▸ **EXTRAIT DU TEXTE**
The Verdet or verdigris is a chemical substance derived from copper. Known since Antiquity, this poison has been of therapeutic interest for a long time. Guy de Chauliac (1298-1368) mentions it in his treatise on surgery ; In XVIII Century, it was introduced into the pharmacopoeia of Montpellier university. The production of verdigris developed in Montpellier in response to the diversification of international demand as an additive to paint and dye. In a quasi monopoly situation, Montpellier rationalized its technical procedures and boosted a rigorous commercialization in order to maintain a flourishing economy on an European scale. In turn, the Royal authority intervened via Warrants and Orders, putting this sector under the control of its Stewards and Inspectors. Thus in XVIII Century a system of quality traceability developed from the necessary raw materials through to the final foreign buyer. This major institutional innovation, the first steps towards what is now known as Appellation d’Origine (or Designation of Origin), is thanks to this chemical industry in Montpellier, that disappeared in XX Century.
Lo verdet o “verd de gris” es una substància química derivada del coire. Conegut dempuèi l’Antiquitat, aquel poison es cargat, fa plan temps, d’un interés terapeutic. Gui de Chauliac (1298-1368) ne parla dins son tractat de cirurgia ; Al sègle XVIII, fa son intrada dins la farmacopea de l’Universitat de Montpelhièr. Sa produccion se desvolopa, dins aquela ciutat, per complir la diversificacion de la demanda internacionala en adjuvant de pintura e en tintura. En posición de quasimonopòli, Montpelhièr racionaliza sos procediments tecnics e baila un vam a una comercialización rigorosa per perennizar una economía que fasiá flòri al nivèl europèu. A la sieuna ora, lo poder reial interven sul plan juridic amb sos Arrèstes e Ordonanças, pausant aital aquela filièra jos sa tutèla via sos intendants e inspectors locals. Aital, al sègle XVIII, se bastís un sistema de traçabilitat sus la qualitat, dempuèi las primièras matèrias requesidas entrò al final compraire estrangièr. Aquela innovacion institucionala, premissas de las apellacions contrarotladas, es a l’actiu d’aquela industria quimica de Montpelhièr, desapareguda al sègle XX.

▸ **LISTE DES TÂCHES**
1/ Relevez tous les usages du vert-de-gris que mentionne l'extrait sur le vert-de-gris.
2/ D'après l'extrait sur le vert-de-gris, au cours de quel siècle l'industrie chimique de Montpellier a-t-elle disparu ?
La liste qui suit constitue un matériau distinct de l'extrait sur le vert-de-gris.

▸ **DONNÉES FOURNIES**
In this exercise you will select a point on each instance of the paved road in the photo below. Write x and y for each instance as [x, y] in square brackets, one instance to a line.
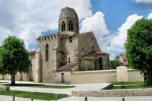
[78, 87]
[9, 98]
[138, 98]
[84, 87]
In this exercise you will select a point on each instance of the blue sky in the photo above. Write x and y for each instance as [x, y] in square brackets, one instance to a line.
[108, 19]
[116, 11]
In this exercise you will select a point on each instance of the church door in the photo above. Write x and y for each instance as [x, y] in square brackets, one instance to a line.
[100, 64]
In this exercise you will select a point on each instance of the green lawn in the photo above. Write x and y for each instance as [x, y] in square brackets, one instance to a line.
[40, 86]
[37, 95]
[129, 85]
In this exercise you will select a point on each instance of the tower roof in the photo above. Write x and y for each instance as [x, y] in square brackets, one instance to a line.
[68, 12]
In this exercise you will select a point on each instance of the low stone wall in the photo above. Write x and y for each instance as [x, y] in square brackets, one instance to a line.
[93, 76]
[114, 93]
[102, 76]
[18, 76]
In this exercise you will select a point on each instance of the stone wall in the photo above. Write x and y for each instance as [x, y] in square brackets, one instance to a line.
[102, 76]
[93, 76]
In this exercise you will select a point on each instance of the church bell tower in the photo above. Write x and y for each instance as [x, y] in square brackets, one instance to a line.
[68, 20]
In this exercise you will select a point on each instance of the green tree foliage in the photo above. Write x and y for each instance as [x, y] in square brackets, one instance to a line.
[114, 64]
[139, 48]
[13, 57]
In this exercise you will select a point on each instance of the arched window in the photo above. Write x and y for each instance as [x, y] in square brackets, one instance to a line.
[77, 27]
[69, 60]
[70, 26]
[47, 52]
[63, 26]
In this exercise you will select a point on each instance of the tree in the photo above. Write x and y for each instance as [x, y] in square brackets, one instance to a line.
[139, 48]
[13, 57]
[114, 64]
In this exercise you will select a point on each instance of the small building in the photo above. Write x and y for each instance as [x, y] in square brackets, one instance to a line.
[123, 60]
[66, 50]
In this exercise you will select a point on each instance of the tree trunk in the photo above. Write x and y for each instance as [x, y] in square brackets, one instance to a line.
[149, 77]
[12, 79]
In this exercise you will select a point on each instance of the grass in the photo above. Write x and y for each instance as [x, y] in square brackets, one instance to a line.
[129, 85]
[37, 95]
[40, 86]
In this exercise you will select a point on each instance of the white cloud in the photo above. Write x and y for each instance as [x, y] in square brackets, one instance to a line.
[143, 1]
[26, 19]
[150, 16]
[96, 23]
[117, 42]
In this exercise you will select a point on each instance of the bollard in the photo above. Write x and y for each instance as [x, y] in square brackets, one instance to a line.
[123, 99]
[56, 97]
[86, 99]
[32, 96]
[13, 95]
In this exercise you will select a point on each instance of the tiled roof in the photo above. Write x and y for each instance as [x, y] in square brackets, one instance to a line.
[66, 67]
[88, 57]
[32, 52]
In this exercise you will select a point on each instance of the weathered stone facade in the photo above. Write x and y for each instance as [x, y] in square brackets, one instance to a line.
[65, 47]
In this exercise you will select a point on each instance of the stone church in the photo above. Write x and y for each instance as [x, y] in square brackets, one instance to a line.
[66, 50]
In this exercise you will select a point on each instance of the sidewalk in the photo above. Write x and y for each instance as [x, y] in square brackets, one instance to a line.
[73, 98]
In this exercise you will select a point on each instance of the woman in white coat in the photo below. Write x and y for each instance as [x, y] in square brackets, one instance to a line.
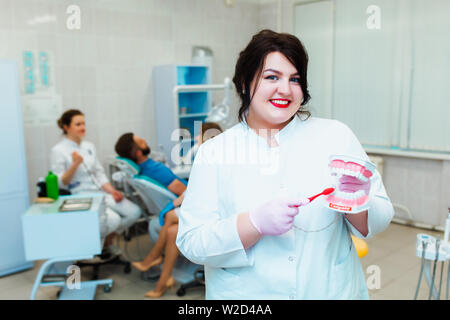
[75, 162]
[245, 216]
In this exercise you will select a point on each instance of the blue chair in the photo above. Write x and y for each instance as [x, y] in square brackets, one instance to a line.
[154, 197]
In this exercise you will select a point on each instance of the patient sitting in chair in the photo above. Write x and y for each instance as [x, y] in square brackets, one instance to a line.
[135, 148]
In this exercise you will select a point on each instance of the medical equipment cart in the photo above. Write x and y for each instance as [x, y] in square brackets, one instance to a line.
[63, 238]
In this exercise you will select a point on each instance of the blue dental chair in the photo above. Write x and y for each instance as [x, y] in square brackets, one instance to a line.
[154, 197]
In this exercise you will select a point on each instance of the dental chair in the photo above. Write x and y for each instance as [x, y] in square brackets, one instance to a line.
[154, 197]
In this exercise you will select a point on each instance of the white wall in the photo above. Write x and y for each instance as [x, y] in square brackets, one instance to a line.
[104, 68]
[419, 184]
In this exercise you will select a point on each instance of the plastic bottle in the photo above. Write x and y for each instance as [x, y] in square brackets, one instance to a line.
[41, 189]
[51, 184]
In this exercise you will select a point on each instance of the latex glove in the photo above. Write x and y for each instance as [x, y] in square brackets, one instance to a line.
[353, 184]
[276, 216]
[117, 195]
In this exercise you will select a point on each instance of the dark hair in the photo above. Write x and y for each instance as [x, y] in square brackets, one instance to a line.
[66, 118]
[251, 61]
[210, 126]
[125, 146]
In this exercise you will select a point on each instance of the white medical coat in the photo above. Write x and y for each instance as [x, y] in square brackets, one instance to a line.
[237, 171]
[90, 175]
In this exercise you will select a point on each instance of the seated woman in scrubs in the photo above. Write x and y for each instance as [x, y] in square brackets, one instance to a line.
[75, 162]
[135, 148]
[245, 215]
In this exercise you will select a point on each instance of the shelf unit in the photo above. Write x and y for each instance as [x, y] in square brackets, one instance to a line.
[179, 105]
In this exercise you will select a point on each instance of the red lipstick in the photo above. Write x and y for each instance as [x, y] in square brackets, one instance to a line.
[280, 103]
==
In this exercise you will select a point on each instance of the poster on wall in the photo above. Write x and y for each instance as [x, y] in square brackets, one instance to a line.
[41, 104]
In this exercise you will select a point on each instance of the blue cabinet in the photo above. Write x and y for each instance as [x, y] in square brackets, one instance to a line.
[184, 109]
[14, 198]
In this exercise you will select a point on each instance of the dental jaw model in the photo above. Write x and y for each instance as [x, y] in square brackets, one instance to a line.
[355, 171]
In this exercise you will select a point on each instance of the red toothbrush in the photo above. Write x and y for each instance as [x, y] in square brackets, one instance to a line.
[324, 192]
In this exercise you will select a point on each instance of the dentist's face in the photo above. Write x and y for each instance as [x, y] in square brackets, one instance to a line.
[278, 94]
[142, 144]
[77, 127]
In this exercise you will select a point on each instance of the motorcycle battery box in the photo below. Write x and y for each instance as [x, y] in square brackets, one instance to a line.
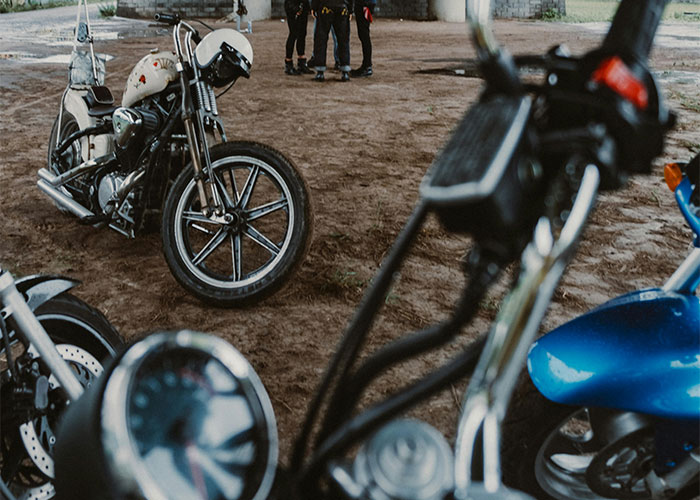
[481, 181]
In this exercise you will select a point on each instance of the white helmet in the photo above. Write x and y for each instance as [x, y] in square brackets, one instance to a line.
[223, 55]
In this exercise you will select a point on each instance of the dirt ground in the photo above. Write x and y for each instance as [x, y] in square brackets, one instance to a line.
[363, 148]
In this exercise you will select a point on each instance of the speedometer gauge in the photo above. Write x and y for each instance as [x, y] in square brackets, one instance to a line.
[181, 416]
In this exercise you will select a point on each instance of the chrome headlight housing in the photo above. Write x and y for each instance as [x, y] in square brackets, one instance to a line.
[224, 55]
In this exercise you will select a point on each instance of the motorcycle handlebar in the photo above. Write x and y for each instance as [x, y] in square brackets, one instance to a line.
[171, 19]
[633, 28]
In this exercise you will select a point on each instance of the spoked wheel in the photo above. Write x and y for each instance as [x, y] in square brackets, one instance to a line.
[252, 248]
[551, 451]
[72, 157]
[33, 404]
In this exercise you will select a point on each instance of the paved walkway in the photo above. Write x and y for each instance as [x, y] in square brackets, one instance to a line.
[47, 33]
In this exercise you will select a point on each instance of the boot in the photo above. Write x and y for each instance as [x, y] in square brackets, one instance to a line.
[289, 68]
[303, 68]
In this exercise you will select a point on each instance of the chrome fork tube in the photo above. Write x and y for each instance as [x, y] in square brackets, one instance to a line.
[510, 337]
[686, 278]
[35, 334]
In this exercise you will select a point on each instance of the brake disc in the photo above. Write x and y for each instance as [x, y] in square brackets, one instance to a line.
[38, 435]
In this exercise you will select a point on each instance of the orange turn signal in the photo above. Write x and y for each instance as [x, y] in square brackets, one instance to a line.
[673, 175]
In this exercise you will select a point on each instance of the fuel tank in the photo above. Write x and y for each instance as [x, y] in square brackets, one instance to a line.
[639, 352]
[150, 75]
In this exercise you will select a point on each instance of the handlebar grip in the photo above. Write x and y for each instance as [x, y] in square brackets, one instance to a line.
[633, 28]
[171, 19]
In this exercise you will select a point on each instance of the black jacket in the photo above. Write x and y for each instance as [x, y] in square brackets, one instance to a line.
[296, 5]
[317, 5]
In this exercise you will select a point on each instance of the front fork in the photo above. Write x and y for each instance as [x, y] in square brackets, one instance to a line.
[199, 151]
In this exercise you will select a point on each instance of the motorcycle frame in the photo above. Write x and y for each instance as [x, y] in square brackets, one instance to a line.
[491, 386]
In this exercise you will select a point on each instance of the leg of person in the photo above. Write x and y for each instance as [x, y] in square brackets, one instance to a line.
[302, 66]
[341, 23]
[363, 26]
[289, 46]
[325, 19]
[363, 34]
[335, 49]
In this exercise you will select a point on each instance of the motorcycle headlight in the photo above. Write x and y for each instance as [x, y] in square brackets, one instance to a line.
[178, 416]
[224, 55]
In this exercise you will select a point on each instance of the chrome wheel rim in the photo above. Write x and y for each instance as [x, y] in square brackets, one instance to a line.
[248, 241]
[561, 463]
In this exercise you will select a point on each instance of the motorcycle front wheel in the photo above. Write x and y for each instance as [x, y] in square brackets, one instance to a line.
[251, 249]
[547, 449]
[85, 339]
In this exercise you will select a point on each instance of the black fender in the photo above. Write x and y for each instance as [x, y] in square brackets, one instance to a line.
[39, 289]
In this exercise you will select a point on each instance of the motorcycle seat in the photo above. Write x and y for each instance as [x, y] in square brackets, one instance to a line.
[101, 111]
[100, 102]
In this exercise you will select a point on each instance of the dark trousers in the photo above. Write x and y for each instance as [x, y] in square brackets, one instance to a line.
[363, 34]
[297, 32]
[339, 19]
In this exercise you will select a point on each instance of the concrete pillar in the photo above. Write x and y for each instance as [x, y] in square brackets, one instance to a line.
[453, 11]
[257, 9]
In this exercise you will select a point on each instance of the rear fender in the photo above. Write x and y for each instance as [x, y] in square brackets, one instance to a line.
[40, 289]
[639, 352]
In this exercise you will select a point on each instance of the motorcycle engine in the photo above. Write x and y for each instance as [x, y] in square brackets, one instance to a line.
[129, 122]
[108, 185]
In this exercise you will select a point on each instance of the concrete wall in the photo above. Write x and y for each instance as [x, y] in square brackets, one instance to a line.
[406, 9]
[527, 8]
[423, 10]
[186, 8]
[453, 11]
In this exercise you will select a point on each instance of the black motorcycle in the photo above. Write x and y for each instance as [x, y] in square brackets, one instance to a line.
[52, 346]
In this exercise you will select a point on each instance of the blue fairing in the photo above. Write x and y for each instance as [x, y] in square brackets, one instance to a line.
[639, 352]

▸ **RÉPONSES**
1/
- Un usage thérapeutique
- Un additif pour la peinture
- La teinture

2/ Au XXe siècle.